▸ EXCERPT:
########

While it seems that the Korean border clashes and the general disinterest from the corporate media about reporting on class war in Europe have eclipsed somewhat this important news item, I think that the Irish revolt against EU-IMF imposed budget cuts and eternal loans (including destruction of national sovereignty) merits more attention.
In practical terms incumbent Taoiseach (PM) Brian Cowen is finished: his coalition is broken and the people and the opposition demand elections before the 2011 budget is even discussed. The ruling party is resisting but I understand they are effectively doomed to call for elections and fight their surrender to Brussels and the IMF at the polls, where they will be unavoidably defeated.
Sinn Feinn protesters even stormed the courtyard of the Parliament, briefly today clashing with police. In a separate incident, offices of the ruling party Fianna Fail were attacked and the word "TRAITORS" painted on the facade (source: Euronews, includes video).

########

Carry on the post about the Irish revolt against the EU-IMF budget cuts from its last sentence.

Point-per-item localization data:
########

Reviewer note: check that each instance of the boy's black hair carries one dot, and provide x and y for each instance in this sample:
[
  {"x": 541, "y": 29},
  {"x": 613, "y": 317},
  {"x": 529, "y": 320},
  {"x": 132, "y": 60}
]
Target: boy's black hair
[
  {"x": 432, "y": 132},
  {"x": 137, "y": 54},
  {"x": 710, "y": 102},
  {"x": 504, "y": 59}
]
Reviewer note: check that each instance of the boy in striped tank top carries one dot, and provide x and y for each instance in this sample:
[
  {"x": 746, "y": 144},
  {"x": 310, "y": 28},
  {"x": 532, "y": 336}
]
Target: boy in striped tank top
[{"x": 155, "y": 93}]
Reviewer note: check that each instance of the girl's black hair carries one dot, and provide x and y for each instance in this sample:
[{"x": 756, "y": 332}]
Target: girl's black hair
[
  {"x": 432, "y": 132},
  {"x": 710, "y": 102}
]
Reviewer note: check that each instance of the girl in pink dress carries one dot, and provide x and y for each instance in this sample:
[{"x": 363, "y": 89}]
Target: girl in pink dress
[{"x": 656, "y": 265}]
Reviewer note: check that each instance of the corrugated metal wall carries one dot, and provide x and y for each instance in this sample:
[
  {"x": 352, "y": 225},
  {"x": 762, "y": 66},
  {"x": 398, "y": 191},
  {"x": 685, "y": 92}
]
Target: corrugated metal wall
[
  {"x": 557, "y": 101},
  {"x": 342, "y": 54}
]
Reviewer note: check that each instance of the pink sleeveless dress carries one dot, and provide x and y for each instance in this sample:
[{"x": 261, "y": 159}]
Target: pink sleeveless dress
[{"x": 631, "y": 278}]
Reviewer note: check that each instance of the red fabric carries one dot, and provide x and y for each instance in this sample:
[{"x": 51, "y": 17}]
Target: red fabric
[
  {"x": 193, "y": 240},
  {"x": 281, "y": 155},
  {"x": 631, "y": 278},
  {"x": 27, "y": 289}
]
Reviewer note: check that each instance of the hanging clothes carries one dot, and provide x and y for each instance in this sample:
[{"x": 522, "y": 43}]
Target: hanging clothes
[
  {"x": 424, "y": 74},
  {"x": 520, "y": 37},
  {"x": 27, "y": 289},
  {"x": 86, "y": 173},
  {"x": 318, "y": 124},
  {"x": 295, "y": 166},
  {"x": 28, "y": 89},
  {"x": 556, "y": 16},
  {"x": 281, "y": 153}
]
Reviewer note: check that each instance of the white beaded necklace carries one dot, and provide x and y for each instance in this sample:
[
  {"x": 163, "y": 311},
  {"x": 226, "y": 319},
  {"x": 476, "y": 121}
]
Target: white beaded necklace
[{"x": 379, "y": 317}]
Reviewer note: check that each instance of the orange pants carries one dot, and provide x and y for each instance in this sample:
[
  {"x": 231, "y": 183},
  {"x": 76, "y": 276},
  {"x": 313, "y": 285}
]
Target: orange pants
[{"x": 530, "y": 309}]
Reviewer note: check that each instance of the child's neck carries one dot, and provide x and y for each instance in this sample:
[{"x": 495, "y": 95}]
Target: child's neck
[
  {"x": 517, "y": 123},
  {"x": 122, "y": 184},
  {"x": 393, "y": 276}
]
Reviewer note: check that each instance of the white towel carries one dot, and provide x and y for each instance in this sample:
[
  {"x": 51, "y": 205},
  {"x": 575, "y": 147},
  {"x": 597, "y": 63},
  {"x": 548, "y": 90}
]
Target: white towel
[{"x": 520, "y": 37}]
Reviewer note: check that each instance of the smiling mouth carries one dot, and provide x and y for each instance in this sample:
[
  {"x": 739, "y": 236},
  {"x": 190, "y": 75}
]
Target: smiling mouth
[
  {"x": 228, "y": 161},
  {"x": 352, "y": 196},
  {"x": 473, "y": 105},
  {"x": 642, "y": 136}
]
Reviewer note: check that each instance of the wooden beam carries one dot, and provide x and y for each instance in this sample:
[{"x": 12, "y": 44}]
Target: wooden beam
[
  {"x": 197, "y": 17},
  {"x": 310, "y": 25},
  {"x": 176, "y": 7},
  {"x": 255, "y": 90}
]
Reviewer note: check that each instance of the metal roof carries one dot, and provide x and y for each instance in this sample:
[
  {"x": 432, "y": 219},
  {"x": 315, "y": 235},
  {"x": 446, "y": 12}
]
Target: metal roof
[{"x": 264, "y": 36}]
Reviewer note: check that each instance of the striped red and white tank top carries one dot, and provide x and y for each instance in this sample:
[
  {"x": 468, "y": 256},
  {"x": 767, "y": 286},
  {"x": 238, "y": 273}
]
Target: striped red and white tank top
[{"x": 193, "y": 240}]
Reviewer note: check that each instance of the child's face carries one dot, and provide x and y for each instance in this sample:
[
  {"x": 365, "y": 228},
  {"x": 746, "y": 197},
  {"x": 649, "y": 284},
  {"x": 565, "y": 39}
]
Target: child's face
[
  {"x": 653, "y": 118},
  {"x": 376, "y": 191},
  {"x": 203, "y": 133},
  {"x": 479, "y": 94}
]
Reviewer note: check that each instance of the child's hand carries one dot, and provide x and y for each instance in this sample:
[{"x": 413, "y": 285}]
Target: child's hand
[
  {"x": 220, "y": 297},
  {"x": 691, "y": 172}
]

########

▸ RESPONSE TO THE EXERCISE:
I understand that Ireland is right now at a critical crossroads, maybe between a rock and a hard place. The EU-imposed bailout is simply not acceptable: we have already seen how such poisoned "gifts" work in Lithuania, Hungary or Greece, destroying all the productive economy and kidnapping public accounts to serve the interests of predatory banks from other countries.
An alternative path was set by Iceland, which decided against renouncing to its self-rule in the benefit of multinational corporate vampires. Of course it's a path that may involve bankruptcy and even moving out from the Eurozone, it's not an easy path indeed, but the medicine of Brussels has ill intent and may rather kill the patient in the cannibal orgy that is ongoing in this sad version of the European dream, turned nightmare.
|The real Europe - click to expand|
The real problem of the Eurozone
There is a very nice article at VOX today by Stanley M. Black which explains what went wrong with the Eurozone: it has benefited the central and more developed economies and it has severely hurt the peripheral less solid ones, even if for some time it helped feed speculative bubbles which hid the ugly reality to some extent.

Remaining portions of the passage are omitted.